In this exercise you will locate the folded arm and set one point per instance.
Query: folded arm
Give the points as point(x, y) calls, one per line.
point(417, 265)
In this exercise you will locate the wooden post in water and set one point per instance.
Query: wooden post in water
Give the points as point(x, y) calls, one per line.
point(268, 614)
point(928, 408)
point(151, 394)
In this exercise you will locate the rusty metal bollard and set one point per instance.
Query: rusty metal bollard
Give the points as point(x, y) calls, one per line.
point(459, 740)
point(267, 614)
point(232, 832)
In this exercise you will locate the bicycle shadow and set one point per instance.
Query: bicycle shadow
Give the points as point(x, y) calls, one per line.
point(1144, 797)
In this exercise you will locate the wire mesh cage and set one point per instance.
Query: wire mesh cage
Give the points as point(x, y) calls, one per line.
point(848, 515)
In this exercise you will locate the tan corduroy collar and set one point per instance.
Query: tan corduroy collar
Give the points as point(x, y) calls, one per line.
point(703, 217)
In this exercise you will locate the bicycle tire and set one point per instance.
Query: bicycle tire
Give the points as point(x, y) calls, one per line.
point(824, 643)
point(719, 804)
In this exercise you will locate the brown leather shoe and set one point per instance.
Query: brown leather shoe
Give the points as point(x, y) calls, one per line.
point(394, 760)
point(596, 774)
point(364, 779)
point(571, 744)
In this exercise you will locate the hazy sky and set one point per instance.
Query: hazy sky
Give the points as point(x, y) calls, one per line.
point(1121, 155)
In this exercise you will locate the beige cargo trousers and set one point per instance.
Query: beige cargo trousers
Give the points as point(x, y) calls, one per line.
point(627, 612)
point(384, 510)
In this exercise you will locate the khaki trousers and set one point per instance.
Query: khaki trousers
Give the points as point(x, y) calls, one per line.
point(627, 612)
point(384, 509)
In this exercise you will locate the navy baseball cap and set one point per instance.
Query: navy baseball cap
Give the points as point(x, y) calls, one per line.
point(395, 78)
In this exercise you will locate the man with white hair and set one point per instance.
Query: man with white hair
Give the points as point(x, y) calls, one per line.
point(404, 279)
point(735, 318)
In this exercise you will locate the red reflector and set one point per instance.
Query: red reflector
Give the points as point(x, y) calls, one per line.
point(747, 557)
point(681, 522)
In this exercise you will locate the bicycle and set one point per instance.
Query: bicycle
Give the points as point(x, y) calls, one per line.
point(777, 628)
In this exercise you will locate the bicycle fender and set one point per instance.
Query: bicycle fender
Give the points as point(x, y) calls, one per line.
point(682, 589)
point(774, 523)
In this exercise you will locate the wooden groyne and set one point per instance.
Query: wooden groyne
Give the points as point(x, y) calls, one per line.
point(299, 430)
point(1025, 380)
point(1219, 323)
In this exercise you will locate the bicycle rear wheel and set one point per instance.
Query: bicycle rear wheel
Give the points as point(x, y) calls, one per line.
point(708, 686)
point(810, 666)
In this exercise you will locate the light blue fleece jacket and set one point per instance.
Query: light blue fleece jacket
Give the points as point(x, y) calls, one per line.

--- --- ---

Quote every row above word for word, leaving nothing out and changing nothing.

In this exercise you will locate the folded arm and set one point per instance.
Query: folded arm
Give the points as point(x, y) calls, one per line.
point(417, 265)
In this exercise you will locate the wooden post in water and set one point per instance.
Query: wooden post in water
Give the points as point(x, y) calls, one per line.
point(268, 614)
point(928, 408)
point(151, 394)
In this exercise you will locate the rusty metal bollard and set one point per instance.
Query: rusty metal bollard
Give the points as point(x, y) calls, one per line.
point(459, 740)
point(267, 614)
point(232, 832)
In this exercise you will locate the bicycle shadow and set one point per instance.
Query: bicycle shadow
Give the points as point(x, y) calls, one per line.
point(1144, 797)
In this exercise you will locate the wire mesh cage and set one point per instance.
Query: wire mesh cage
Give the points as point(x, y) calls, one per line.
point(848, 515)
In this exercise you will locate the tan corduroy collar and set one point per instance.
Query: tan corduroy collar
Give the points as point(x, y) calls, one per line.
point(703, 217)
In this exercise you will locate the bicycle tire and set one point per instance.
Query: bicycle tire
Give the points as point(x, y) calls, one per line.
point(824, 643)
point(719, 804)
In this exercise you will locate the brown leather shoe and set one point per instance.
Query: brown leather shoe
Give the points as point(x, y) calls, one per line.
point(394, 760)
point(596, 774)
point(364, 779)
point(571, 744)
In this exercise you will locate the hazy sky and set one point per instance.
Query: hazy sky
Give the points as point(x, y) calls, one per line.
point(1121, 155)
In this exercise you will locate the beige cargo trousers and set one point per instance.
Query: beige cargo trousers
Give the points as point(x, y) calls, one per line.
point(627, 612)
point(384, 510)
In this exercise you will locate the khaki trousers and set one point per instance.
Query: khaki trousers
Give the points as point(x, y) calls, one per line.
point(627, 612)
point(384, 509)
In this exercise you will locate the navy baseball cap and set one point per instance.
Query: navy baseball cap
Give the points as point(x, y) calls, one per line.
point(395, 78)
In this exercise you will locate the man with white hair and set one point per instance.
Query: man with white hair
Give the points as point(x, y) calls, one per line.
point(404, 279)
point(735, 318)
In this exercise you will locate the red reflector and set one point per instance.
Query: red reflector
Give the points as point(x, y) calls, one per line.
point(747, 557)
point(681, 522)
In this exercise you will locate the bicycle and set one point per instance.
Query: bicycle
Give the points as point(x, y) calls, one per line.
point(777, 628)
In this exercise you will locate the bicycle fender and set one point per instance.
Query: bicycle fender
Give the points as point(x, y) calls, one per line.
point(682, 589)
point(774, 523)
In this exercise you will locate the wooden groyne and set one point per instance.
Query: wooden groyne
Give the points as point(x, y) calls, one per line.
point(299, 430)
point(1025, 380)
point(1219, 323)
In this exercise you will locate the bicycle rear wheel and set one point per instance.
Query: bicycle rear wheel
Give the points as point(x, y) calls, one per line.
point(708, 686)
point(810, 666)
In this exercise you will locate the light blue fleece jacket and set one point per instance.
Query: light blue fleece jacket
Give the points as point(x, y) calls, one per line.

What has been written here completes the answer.